Could you echo the lines word for word, starting at the line containing "cap</item>, I would be grateful." and ending with the final line?
#### Dataset content
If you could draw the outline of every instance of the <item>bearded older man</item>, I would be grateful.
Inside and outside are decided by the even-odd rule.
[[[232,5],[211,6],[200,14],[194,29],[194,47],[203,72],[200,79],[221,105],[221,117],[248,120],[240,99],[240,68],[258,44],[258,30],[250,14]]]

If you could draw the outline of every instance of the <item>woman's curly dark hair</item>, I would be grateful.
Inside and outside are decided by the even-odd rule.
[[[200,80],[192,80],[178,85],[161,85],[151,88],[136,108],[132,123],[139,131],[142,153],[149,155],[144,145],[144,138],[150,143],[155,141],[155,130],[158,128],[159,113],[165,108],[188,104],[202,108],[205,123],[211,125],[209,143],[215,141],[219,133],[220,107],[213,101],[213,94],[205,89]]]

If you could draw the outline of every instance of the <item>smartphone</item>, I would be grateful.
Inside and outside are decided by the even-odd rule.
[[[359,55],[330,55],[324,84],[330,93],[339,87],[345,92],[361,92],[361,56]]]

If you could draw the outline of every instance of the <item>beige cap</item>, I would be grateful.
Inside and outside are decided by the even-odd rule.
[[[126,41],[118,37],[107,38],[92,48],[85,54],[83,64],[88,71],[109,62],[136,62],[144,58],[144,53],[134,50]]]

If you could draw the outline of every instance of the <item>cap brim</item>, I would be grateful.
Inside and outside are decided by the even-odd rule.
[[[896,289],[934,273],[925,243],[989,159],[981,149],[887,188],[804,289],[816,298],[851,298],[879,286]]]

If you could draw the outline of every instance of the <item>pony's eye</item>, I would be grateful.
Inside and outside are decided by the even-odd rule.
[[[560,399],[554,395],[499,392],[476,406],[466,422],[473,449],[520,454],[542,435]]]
########
> [Solution for this problem]
If you could draw the outline of every instance of the <item>beige cap</item>, I would be grateful.
Inside and outside are decided by the even-odd rule.
[[[126,41],[118,37],[107,38],[92,48],[85,54],[83,64],[88,71],[109,62],[136,62],[144,58],[144,53],[134,50]]]

If you could draw the outline of every instance of the <item>cap brim</item>, I would be grateful.
Inside and outside are decided by the even-odd rule.
[[[896,289],[934,273],[925,243],[989,159],[981,149],[887,188],[804,289],[816,298],[851,298],[879,286]]]

If you could draw the outline of every instance of the <item>pony's eye</item>, I would be grateful.
Inside and outside are decided by the even-odd rule.
[[[560,399],[554,395],[499,392],[476,406],[466,422],[473,449],[520,454],[542,435]]]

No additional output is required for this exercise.